Provided passage
=======
Waldorf, MD— Students in Advanced Placement (AP) psychology learn about mental processes and human behavior. The typical curriculum includes topics such as biological bases of behavior, sensation and perception, learning and cognition, motivation, developmental psychology, testing and individual differences, treatment of abnormal behavior and social psychology.
On Wednesday, Nov. 9, Lauren Ball’s AP psychology students at North Point High School got a look into breakthrough research in the field.
Members of the University of Maryland Department of Neuroscience and Cognitive Science visited to share their research with the students.
“This was a great opportunity for the students to understand the science behind the theories and concepts that we learn about in class,” Ball said.
During the presentation, University of Maryland scientists presented research using the fMRI to study bilingualism and secondary language acquisition, psychopathology in children, and other developmental issues related to the developing brain.
Ana Lancaster, from the university’s second language acquisition department, explained how older language learners may benefit more from classroom instruction while younger children may benefit more from language immersion outside of a classroom environment.
Sarah Blankenship, Ph.D., a University of Maryland graduate, focused her research on the neurobiology of depression. Blankenship investigated how studying neural network connections in the brain can help researchers understand psychological disorders. Her studies found that more negativity in parenting may lead to long term effects of depression in offspring.
Dustin Moraczewski, a third year doctoral student, presented his research on how social context plays a role in seeing the differences in brain activity in individuals with autism vs. those with normal development. He uses MRI scans to study these differences.
“[I’m] very interested in learning about how the different neurons correlate with one another while acquiring new languages,” Elge Stevens, a senior AP psychology student, said.
Amiyah Morgan is a bilingual student in AP psychology. “I found it interesting that as you grow up, some neuron connections go away through a process called pruning,” Morgan said. “I was also interested in how all learning of new languages takes place in the same part of the brain.”
Every student was enthusiastic about the opportunity to hear about the new research related to their course studies in psychology.
“Ms. Ball inspires students to open their minds and view the world around them with a different perspective,” Jessica Pratta, social studies department chair at North Point High School. “She provides a good foundation and extra opportunities for students to go on to explore the social sciences through higher education.”
=======
The data
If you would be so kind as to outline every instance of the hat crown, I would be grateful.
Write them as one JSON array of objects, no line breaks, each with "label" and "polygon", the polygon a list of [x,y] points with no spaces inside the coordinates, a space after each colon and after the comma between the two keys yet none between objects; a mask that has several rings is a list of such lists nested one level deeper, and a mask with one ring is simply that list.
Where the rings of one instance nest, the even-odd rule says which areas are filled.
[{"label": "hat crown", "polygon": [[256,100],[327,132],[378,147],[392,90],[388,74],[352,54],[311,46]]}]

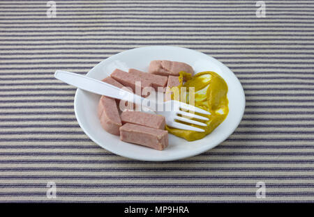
=======
Task brief
Output the part of the article on the University of Maryland visit to the AP psychology class, starting with "Members of the" and going on through "the developing brain.", copied word for word.

Output for this exercise
Members of the University of Maryland Department of Neuroscience and Cognitive Science visited to share their research with the students.
“This was a great opportunity for the students to understand the science behind the theories and concepts that we learn about in class,” Ball said.
During the presentation, University of Maryland scientists presented research using the fMRI to study bilingualism and secondary language acquisition, psychopathology in children, and other developmental issues related to the developing brain.